> _The request_: Format the material from its start through the line containing "(1117, 448)" as a Markdown table with the columns Row and Line, numbering each line and omitting blank lines. Leave the pictures out of the table.

───── Given records ─────

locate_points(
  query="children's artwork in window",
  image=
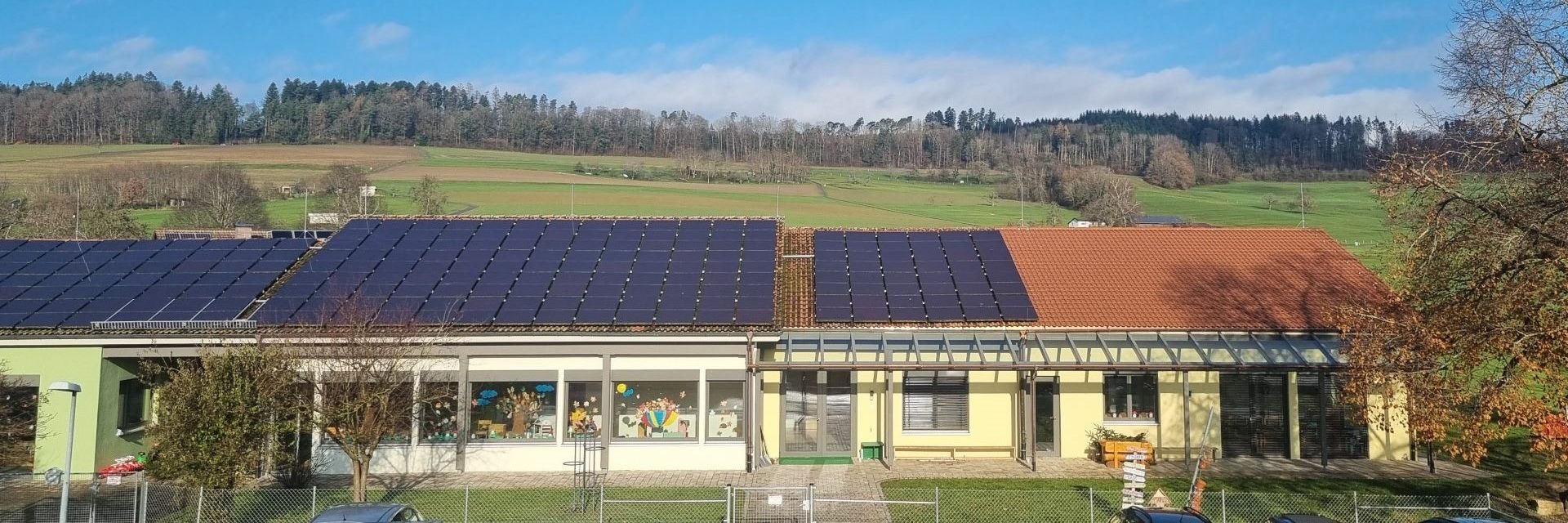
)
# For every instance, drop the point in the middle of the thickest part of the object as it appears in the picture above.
(513, 410)
(438, 412)
(726, 410)
(656, 410)
(584, 412)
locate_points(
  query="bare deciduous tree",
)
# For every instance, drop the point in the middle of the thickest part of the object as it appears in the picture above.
(363, 374)
(1476, 333)
(220, 197)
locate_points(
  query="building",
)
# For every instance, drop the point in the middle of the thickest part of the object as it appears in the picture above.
(1143, 221)
(733, 342)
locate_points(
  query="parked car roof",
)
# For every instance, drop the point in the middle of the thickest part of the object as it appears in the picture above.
(359, 512)
(1300, 519)
(1162, 516)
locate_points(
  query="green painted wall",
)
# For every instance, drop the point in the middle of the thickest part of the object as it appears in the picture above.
(110, 445)
(98, 405)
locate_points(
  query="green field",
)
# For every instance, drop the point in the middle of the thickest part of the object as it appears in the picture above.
(27, 153)
(497, 182)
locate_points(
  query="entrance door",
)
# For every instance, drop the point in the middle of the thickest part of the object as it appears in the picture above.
(819, 409)
(1039, 413)
(1254, 418)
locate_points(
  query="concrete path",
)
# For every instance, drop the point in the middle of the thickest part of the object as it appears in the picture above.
(862, 480)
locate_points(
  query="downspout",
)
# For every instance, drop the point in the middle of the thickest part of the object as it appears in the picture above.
(753, 391)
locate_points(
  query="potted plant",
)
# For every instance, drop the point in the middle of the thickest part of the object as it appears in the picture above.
(1117, 448)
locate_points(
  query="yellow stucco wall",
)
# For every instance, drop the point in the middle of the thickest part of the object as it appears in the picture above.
(1388, 440)
(995, 401)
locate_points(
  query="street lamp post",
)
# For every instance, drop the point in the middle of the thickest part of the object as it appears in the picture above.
(71, 442)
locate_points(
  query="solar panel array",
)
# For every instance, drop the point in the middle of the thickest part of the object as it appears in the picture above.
(918, 277)
(537, 272)
(49, 283)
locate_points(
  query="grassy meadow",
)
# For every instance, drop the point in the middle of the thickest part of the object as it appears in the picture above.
(497, 182)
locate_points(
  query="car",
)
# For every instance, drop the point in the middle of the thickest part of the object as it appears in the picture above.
(1300, 519)
(369, 512)
(1162, 516)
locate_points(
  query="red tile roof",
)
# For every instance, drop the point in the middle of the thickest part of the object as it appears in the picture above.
(1187, 279)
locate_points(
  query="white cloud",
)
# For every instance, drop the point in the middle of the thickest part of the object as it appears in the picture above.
(381, 35)
(822, 82)
(138, 54)
(29, 42)
(1410, 59)
(334, 18)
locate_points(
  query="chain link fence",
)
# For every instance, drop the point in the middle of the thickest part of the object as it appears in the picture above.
(95, 500)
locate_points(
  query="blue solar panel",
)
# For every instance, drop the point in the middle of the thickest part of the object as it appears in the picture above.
(137, 280)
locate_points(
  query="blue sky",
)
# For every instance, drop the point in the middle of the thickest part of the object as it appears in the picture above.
(806, 60)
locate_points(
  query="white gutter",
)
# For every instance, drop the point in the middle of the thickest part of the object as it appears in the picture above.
(414, 340)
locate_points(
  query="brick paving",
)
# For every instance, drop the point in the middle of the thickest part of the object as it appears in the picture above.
(862, 480)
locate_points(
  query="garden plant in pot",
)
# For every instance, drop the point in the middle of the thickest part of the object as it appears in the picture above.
(1116, 446)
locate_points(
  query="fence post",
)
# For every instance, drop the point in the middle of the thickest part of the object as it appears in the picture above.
(811, 503)
(141, 507)
(1092, 504)
(938, 504)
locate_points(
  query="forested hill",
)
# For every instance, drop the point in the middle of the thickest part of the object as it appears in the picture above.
(141, 109)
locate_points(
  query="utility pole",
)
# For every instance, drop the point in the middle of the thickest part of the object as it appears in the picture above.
(1300, 203)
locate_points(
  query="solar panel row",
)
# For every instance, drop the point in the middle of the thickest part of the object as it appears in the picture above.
(51, 283)
(918, 277)
(537, 272)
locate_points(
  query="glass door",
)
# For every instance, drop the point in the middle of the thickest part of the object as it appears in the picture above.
(1037, 418)
(1046, 417)
(819, 413)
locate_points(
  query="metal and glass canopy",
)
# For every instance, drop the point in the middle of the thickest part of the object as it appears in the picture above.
(1053, 351)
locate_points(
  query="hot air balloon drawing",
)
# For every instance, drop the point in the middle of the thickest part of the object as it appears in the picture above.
(657, 417)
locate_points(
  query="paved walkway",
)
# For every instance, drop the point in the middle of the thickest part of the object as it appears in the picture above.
(864, 478)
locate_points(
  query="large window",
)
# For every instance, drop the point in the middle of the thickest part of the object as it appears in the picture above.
(1131, 396)
(513, 410)
(656, 409)
(937, 401)
(438, 412)
(132, 404)
(584, 410)
(726, 410)
(20, 409)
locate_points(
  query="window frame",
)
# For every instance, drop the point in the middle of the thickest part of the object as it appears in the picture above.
(687, 405)
(552, 410)
(1128, 381)
(956, 393)
(127, 390)
(741, 412)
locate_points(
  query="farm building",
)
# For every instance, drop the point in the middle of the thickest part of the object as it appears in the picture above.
(729, 342)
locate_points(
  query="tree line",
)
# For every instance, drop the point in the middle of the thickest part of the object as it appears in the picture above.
(143, 109)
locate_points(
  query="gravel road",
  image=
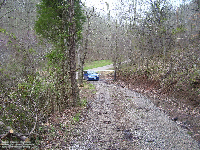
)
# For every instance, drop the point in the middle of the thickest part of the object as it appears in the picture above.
(119, 119)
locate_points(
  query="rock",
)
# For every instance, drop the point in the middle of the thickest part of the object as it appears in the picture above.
(128, 135)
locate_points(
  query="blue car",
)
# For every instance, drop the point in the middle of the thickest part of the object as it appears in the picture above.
(91, 76)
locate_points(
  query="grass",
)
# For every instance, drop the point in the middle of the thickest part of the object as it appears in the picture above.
(95, 64)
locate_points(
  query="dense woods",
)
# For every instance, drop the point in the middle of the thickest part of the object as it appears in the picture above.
(43, 43)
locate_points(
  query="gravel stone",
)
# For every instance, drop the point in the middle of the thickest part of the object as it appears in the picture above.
(121, 119)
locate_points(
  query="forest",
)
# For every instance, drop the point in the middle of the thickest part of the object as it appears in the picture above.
(153, 45)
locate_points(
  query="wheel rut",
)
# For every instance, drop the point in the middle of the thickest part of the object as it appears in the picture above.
(118, 119)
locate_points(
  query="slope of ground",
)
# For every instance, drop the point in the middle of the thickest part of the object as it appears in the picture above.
(184, 112)
(118, 118)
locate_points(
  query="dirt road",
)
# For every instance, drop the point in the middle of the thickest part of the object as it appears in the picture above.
(117, 118)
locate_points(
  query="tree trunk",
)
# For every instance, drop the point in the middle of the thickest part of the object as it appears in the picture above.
(72, 54)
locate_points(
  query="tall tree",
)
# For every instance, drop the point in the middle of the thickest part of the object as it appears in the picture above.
(61, 22)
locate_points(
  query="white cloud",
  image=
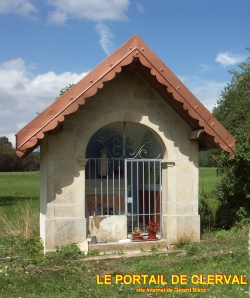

─────

> _Written reply_:
| Row | Line |
|---|---|
| 1 | locate_points( |
| 2 |   query="children's artwork in window", |
| 3 |   image= |
| 4 | ) |
| 5 | # For every instance, drop the point in the middle of the thickest part of the object as it appears in the picture above. |
| 6 | (513, 410) |
| 7 | (438, 412) |
| 8 | (726, 410) |
| 9 | (656, 410) |
| 10 | (584, 412) |
| 11 | locate_points( |
| 12 |   query="bare deciduous tree", |
| 13 | ) |
| 14 | # For every instance, drop the point in the middle of the thickest part of the object as it appears in the picture above. |
| 15 | (363, 374) |
| 16 | (1476, 333) |
| 17 | (220, 197) |
| 18 | locate_points( |
| 19 |   query="building", |
| 20 | ) |
| 21 | # For every instance, drop the point in the middle of the thickest part of the object as it appears in the picture above. |
| 22 | (1143, 221) |
| 23 | (733, 342) |
| 24 | locate_points( |
| 25 |   query="parked car roof", |
| 26 | ) |
| 27 | # For every instance, drop the point in the middle of the thickest part of the object as it appears in the picture above. |
| 28 | (359, 512) |
| 29 | (1300, 519) |
| 30 | (1162, 516) |
| 31 | locate_points( |
| 32 |   query="green painted wall", |
| 33 | ) |
| 34 | # For every instance, drop the point in the middle of the thickest part of the object as it appears in the picture above. |
| 35 | (110, 445) |
| 36 | (98, 405) |
| 37 | locate_points( |
| 38 |   query="green field", |
| 39 | ) |
| 40 | # For every instance, drop the point in the middle of the thickest part of the object as it appears in the picture above. |
| 41 | (27, 153) |
| 42 | (497, 182) |
| 43 | locate_points( |
| 44 |   query="entrance door", |
| 45 | ) |
| 46 | # For every instance, drop the point in the middle of the thickest part of the object as it appears in the picture above. |
| 47 | (819, 409) |
| 48 | (1039, 413) |
| 49 | (1254, 418) |
| 50 | locate_points( |
| 51 |   query="concrete path", |
| 52 | ) |
| 53 | # For every instance, drop the point in the middle of the thickest part of the object as it appears in the picture above. |
| 54 | (862, 480) |
| 55 | locate_points( |
| 56 |   query="downspout", |
| 57 | ) |
| 58 | # For every instance, drop the point in the middle of the thickest part of the object as it appears in the picture above. |
| 59 | (753, 391) |
| 60 | locate_points( |
| 61 |   query="potted plant", |
| 62 | ) |
| 63 | # For every instance, drop the point in the middle of the thickest part of the object as it appears in the picture above. |
| 64 | (1117, 448) |